**Passage shown**

Tracing knowledge cutoffs
"Olmo lets others constructively engage with the work, forming hypotheses, testing them, and building new work." — Marc Marone, PhD Student at Johns Hopkins University
When you talk to an AI model and it says “I was trained up to March 2023,” you’re trusting that it has current enough knowledge for your needs. But what does “trained up to” really mean in practice?
That’s the question a team led by Jeffrey Cheng, Marc Marone, Orion Weller, Dawn Lawrie, Daniel Khashabi, and Benjamin Van Durme asked, using Olmo to find out. In their paper “Dated Data: Tracing Knowledge Cutoffs in Large Language Models,”they show that an LLM’s claimed knowledge cutoff often doesn’t match what the model actually knows about different topics.
The key insight is that not all parts of a model’s training data are equally fresh. Even a recent web crawl can include outdated pages, and deduplication systems (which remove repeat or near-duplicate text) can mask which versions survive in the final training mix. As a result, models may treat some topics as if they’re current even when they rely on stale information.
Here’s where Olmo’s openness makes a difference. Because Olmo’s pre-training corpus, processing pipelines, and training history are public and inspectable, researchers can cross-check exactly which document versions entered the training set. That allows them to trace when a mismatch is due to stale web data versus which versions survived deduplication.

[Point-per-instance localization data]
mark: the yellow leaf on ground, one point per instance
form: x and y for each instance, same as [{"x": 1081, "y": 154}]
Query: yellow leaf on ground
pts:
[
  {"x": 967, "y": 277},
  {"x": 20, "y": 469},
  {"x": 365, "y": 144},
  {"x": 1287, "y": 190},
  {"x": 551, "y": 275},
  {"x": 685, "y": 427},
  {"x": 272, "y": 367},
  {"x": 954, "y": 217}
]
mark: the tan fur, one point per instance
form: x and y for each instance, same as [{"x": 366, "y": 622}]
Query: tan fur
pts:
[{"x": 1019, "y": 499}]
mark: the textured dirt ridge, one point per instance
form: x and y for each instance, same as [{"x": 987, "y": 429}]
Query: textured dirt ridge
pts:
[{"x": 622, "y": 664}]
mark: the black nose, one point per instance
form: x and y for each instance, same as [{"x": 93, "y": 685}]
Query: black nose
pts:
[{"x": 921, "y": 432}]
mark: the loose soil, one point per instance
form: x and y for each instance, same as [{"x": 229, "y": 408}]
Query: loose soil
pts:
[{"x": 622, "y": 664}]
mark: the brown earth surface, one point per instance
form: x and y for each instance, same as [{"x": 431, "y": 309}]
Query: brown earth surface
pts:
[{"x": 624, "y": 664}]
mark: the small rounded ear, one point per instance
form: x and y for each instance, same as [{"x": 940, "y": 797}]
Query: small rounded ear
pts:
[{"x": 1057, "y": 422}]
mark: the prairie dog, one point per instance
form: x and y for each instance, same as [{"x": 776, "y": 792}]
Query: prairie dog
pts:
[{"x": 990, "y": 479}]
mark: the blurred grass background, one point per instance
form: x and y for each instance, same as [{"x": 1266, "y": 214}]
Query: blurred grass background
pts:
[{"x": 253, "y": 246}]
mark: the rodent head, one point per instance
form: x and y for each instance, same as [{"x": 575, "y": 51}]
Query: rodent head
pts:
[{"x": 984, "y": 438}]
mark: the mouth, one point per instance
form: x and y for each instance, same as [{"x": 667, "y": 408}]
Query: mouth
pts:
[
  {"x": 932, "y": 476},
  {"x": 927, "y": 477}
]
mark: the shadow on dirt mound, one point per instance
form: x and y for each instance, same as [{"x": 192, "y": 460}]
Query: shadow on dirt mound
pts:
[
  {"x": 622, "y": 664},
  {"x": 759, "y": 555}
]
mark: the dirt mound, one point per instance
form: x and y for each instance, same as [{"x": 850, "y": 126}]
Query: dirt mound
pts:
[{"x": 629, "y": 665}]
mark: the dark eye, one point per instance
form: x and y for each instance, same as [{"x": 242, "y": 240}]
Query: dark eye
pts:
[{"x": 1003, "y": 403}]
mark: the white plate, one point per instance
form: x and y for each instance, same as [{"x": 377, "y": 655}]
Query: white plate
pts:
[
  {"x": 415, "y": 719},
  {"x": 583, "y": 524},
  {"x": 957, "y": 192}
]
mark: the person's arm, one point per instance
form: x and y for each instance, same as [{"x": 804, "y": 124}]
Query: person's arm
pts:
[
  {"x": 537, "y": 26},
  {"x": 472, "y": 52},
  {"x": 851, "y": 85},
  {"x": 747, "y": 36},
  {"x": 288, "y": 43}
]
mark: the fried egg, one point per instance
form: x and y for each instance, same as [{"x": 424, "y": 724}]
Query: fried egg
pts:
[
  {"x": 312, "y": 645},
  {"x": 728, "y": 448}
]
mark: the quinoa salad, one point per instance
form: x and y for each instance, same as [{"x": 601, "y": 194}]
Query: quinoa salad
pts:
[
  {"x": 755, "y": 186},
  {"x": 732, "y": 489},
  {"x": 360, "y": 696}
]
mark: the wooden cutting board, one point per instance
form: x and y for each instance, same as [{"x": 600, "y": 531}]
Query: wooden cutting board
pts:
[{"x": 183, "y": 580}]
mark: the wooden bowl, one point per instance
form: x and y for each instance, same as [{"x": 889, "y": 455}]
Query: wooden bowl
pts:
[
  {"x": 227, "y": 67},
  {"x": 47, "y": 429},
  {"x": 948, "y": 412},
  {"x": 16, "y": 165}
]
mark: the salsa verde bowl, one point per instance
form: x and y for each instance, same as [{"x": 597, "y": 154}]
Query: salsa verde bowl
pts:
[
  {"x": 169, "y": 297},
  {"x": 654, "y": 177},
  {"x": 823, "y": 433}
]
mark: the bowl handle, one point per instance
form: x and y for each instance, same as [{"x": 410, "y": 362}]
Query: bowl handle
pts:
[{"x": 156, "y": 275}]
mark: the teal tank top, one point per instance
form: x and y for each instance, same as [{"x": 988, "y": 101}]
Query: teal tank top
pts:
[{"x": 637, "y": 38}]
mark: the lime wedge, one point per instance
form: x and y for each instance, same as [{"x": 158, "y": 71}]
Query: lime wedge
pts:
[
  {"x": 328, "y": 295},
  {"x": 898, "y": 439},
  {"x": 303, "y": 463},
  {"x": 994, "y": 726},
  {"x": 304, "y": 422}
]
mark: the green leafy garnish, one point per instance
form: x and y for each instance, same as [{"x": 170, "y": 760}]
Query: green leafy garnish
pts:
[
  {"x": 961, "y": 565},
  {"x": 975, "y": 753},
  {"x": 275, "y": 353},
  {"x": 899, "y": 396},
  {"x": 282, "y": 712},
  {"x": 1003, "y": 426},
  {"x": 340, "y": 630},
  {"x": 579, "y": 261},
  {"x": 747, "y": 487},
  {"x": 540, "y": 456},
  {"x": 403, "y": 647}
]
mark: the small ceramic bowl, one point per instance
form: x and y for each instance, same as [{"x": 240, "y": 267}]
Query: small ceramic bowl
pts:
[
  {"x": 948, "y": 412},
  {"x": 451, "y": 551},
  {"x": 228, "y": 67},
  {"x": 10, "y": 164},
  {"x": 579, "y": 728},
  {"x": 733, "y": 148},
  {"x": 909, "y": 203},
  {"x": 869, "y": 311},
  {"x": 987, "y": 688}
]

==

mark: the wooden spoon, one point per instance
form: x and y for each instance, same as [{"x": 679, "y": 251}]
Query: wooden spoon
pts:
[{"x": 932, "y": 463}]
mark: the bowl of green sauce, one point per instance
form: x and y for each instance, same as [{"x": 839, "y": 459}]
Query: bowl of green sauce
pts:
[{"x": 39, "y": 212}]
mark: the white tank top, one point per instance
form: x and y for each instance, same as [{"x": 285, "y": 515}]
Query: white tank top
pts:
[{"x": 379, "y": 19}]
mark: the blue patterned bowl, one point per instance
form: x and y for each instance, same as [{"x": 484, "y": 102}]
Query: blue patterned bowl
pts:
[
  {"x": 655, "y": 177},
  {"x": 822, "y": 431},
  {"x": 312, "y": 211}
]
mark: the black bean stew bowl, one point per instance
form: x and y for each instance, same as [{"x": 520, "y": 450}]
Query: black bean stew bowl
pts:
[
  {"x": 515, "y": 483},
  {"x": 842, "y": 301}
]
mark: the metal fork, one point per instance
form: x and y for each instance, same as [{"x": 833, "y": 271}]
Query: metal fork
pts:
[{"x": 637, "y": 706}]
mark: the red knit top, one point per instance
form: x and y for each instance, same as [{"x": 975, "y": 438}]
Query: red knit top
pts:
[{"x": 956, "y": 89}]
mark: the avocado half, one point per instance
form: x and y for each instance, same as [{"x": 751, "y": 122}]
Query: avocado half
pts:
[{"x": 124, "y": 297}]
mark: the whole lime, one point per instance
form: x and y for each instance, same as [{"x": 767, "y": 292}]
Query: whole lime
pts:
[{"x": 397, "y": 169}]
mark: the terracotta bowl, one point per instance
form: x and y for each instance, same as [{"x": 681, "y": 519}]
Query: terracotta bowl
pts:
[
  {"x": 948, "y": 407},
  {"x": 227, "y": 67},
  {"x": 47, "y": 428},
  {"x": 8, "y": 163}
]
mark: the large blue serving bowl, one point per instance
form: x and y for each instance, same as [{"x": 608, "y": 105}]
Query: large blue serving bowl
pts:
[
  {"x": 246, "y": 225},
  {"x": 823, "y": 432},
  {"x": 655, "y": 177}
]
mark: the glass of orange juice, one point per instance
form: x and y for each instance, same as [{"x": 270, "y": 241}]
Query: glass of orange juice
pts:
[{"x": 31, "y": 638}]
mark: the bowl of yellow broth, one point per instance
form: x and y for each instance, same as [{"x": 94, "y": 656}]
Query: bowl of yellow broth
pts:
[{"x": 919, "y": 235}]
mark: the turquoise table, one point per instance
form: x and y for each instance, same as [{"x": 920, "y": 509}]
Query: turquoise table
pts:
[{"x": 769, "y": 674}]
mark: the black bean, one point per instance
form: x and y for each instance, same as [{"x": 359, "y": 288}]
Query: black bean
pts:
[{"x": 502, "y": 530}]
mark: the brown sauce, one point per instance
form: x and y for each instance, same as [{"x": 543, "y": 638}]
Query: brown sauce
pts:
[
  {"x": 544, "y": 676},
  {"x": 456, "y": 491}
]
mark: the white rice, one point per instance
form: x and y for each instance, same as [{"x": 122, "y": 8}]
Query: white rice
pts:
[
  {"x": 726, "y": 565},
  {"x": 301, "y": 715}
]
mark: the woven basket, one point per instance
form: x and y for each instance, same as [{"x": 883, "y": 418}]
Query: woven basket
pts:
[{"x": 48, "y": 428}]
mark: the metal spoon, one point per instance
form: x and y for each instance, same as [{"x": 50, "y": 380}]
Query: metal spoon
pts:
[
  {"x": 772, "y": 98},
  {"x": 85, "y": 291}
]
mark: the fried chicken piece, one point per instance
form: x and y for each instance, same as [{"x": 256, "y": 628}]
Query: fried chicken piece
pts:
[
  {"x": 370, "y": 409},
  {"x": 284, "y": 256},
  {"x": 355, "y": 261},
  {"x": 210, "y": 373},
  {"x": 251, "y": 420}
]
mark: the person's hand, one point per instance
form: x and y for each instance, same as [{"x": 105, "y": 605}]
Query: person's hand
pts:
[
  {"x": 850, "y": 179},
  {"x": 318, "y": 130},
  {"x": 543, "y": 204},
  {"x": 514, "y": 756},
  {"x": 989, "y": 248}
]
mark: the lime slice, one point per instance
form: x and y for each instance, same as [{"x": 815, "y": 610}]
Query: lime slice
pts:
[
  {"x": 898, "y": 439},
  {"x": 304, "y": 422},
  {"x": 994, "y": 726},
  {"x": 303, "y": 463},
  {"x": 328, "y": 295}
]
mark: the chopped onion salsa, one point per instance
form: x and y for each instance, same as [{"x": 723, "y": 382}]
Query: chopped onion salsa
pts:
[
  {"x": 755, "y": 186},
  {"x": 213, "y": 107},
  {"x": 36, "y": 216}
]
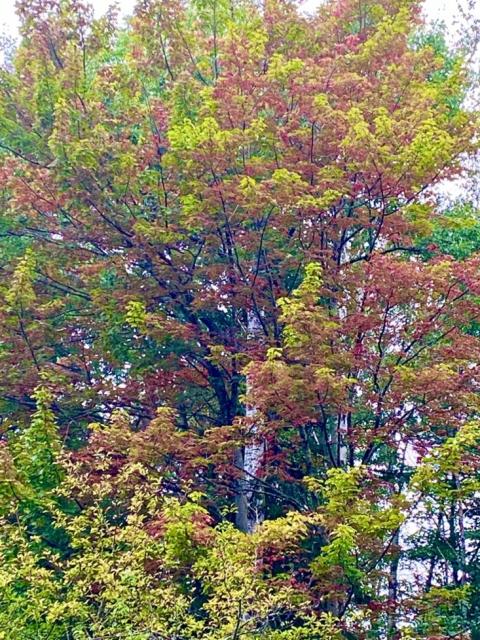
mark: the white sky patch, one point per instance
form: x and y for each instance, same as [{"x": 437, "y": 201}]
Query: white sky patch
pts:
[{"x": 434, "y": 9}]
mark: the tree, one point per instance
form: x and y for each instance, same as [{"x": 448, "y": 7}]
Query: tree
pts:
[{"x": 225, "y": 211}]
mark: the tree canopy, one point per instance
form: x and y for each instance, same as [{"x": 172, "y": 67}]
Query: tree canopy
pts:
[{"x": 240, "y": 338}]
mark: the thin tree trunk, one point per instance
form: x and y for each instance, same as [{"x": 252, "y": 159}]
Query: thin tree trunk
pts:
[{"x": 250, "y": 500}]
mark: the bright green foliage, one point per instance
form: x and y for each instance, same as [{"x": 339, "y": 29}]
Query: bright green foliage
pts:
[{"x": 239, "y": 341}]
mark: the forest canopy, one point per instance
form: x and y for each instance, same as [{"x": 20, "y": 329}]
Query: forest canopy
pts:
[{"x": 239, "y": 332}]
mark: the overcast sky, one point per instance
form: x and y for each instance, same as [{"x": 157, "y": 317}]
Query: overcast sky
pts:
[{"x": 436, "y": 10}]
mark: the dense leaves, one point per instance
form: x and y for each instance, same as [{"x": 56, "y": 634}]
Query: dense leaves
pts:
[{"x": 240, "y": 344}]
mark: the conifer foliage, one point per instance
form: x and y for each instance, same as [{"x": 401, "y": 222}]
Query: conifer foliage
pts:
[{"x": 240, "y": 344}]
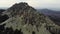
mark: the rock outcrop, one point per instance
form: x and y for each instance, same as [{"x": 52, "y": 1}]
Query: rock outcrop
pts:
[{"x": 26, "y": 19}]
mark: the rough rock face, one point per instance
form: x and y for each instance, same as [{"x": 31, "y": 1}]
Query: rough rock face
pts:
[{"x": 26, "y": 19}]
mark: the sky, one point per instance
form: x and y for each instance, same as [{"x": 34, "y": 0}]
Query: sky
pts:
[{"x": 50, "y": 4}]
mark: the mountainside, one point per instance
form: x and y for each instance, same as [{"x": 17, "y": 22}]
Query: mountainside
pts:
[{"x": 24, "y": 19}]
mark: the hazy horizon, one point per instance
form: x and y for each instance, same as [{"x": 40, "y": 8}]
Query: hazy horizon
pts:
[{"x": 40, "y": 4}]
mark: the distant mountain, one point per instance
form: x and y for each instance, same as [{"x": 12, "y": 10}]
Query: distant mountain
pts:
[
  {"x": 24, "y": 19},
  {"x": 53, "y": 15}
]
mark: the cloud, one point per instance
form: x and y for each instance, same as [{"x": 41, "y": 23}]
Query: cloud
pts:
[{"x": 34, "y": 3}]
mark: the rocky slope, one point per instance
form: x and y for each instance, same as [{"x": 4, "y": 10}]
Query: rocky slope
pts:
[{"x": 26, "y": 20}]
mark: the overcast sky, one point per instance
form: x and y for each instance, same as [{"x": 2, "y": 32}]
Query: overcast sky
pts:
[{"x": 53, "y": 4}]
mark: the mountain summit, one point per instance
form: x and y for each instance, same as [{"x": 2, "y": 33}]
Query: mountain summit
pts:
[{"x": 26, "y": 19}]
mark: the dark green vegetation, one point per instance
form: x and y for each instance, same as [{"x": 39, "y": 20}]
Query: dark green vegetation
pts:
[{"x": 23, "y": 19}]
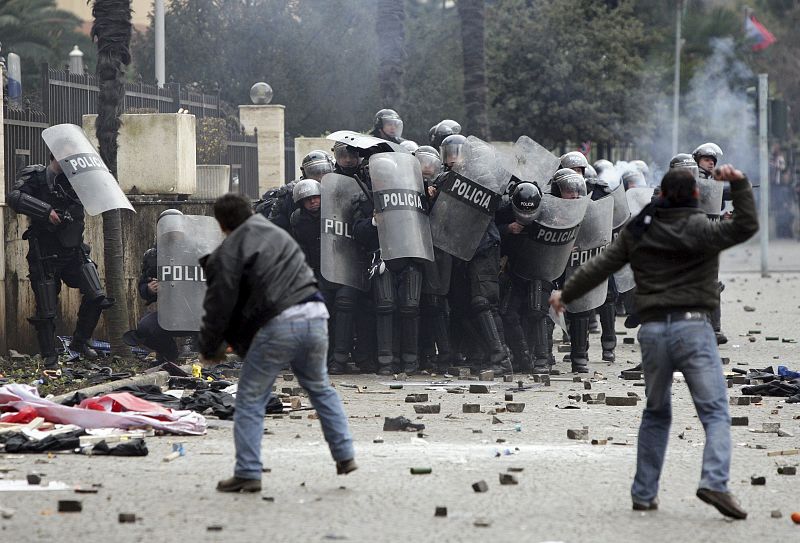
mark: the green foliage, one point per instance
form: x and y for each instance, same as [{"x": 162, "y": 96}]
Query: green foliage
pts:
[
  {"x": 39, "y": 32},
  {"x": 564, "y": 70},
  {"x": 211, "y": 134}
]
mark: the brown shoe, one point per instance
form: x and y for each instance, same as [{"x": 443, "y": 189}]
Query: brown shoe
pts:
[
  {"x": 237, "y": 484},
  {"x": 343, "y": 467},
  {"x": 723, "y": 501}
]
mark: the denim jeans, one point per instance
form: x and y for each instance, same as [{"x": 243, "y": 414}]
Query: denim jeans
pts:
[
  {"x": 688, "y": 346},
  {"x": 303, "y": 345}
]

**Exercise instructions**
a: Answer these questions about the passage on knowledge cutoffs, one line each:
(i) What is the title of the team's paper?
(ii) What do deduplication systems remove?
(iii) Which three things about Olmo are public and inspectable?
b: Can you sum up the passage on knowledge cutoffs in two sentences?
c: Can you go on with the passage on knowledge cutoffs from its final sentence?

**Your written answers**
a:
(i) "Dated Data: Tracing Knowledge Cutoffs in Large Language Models"
(ii) Repeat or near-duplicate text.
(iii) Its pre-training corpus, its processing pipelines, and its training history.

b: A research team used Olmo to show that an LLM's claimed knowledge cutoff often doesn't match what the model actually knows about different topics, because even a recent web crawl can include outdated pages and deduplication can mask which versions survive in the training mix. Since Olmo's pre-training corpus, processing pipelines, and training history are public, the researchers could check which document versions entered the training set and trace whether a mismatch came from stale web data or from deduplication.

c:
“A model with a documented training process and dataset doesn’t need to be the absolute best model,” Marone, a PhD student at Johns Hopkins University, says. “Olmo lets others constructively engage with the work, forming hypotheses, testing them, and building new work. None of these are possible without open models and datasets.”
Marone and the team downloaded Olmo and the associated datasets from Hugging Face, using Ai2’s GitHub resources to examine the source code. They were able to run Olmo on their own GPUs, ensuring the data stayed local.
In the study, the researchers assembled version histories of documents over time, fed these time-tagged texts to Olmo and various other models, and measured perplexity—a statistic that shows how “surprised” a model is by an input. Low perplexity means the model expects that text; high perplexity means it finds it unfamiliar. By tracking when a model’s perplexity started rising, the authors could estimate the point in time up to which the model had reliable info about a particular subject.
The results are striking. In many cases, a model’s effective cutoff is significantly older than its claimed one. In other words, when a model says it was trained up to a specific year, it might in fact frequently refer to dated documents while answering factual questions.
What’s the practical upshot? In domains where correctness matters, like medicine, users often trust the model’s knowledge cutoff as a guardrail. But if the effective cutoff is older than advertised, the model might be repeating outdated facts as if they were current. Identifying that gap allows teams to flag inputs that risk staleness, retrain on fresher data, or tighten version filtering to ensure that only the most recent facts survive.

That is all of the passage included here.